Ho provato di nuovo a cimentarmi con la tecnica compositiva appresa durante il corso di Irene Roderick.
Su di me, questo metodo ha chiaramente l’effetto di attivare delle visioni.
Ho cominciato a raccogliere pezze di stoffa cucite per i lavori precedenti. Le ho affiancate a spirale, come in un motivo Liberty.
Appena ho aggiunto un po’ di colore alle curve, mi è sembrato che le figure si animassero in personaggi: vedevo una coppia di persone che si guardavano a vicenda, pronte ad iniziare un ballo. O forse no? Forse stava comparendo la sagoma di un corpo femminile, stampato in blu sulla tela, come nelle performance del pittore Ives Klein?
Ero quasi pronta ad intitolare il lavoro “un tango con Klein”, ma poi ho ruotato un po’ i pezzi... e subito è apparso un altro scenario: un mare popolato da nuotatori, che si confondevano tra le onde dorate del tramonto.
Il lavoro finale è risultato ancora una volta diverso. Ma a questo punto mi sono domandata: che fine hanno fatto le visioni sperimentate durante il percorso? Sono rimaste infilate tra i tessuti del quilt, come in una storia multi-strato, o hanno intrapreso strade tutte loro, indipendenti, nel mondo delle idee?
Mi piace salvare, in bustine divise per colore, tutti i più piccoli ritagli di stoffa. Se misurano un po’ più di un centimetro, vengono conservati come piccoli tesori.
Con questo materiale ho realizzato in passato delle pezze mosaicate, di cui ho parlato nel primo video dedicato all’improv.

## [MATERIALE FORNITO]
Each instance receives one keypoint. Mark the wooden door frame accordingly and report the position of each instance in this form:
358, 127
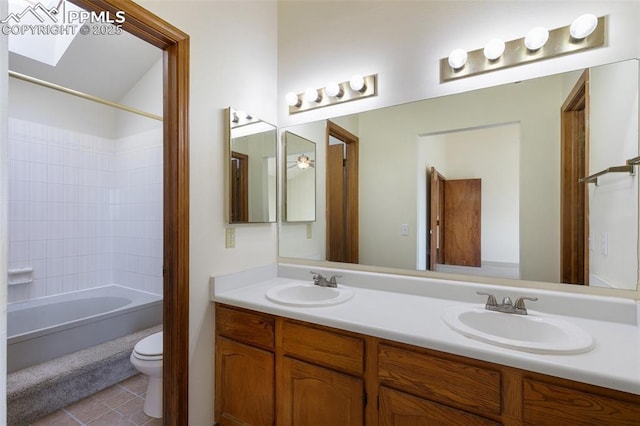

## [DESCRIZIONE DEL COMPITO]
Citi per intero e senza alcuna modifica il testo sulla composizione del quilt.

## [SOLUZIONE ESERCIZIO]
Ho provato di nuovo a cimentarmi con la tecnica compositiva appresa durante il corso di Irene Roderick.
Su di me, questo metodo ha chiaramente l’effetto di attivare delle visioni.
Ho cominciato a raccogliere pezze di stoffa cucite per i lavori precedenti. Le ho affiancate a spirale, come in un motivo Liberty.
Appena ho aggiunto un po’ di colore alle curve, mi è sembrato che le figure si animassero in personaggi: vedevo una coppia di persone che si guardavano a vicenda, pronte ad iniziare un ballo. O forse no? Forse stava comparendo la sagoma di un corpo femminile, stampato in blu sulla tela, come nelle performance del pittore Ives Klein?
Ero quasi pronta ad intitolare il lavoro “un tango con Klein”, ma poi ho ruotato un po’ i pezzi... e subito è apparso un altro scenario: un mare popolato da nuotatori, che si confondevano tra le onde dorate del tramonto.
Il lavoro finale è risultato ancora una volta diverso. Ma a questo punto mi sono domandata: che fine hanno fatto le visioni sperimentate durante il percorso? Sono rimaste infilate tra i tessuti del quilt, come in una storia multi-strato, o hanno intrapreso strade tutte loro, indipendenti, nel mondo delle idee?
Mi piace salvare, in bustine divise per colore, tutti i più piccoli ritagli di stoffa. Se misurano un po’ più di un centimetro, vengono conservati come piccoli tesori.
Con questo materiale ho realizzato in passato delle pezze mosaicate, di cui ho parlato nel primo video dedicato all’improv.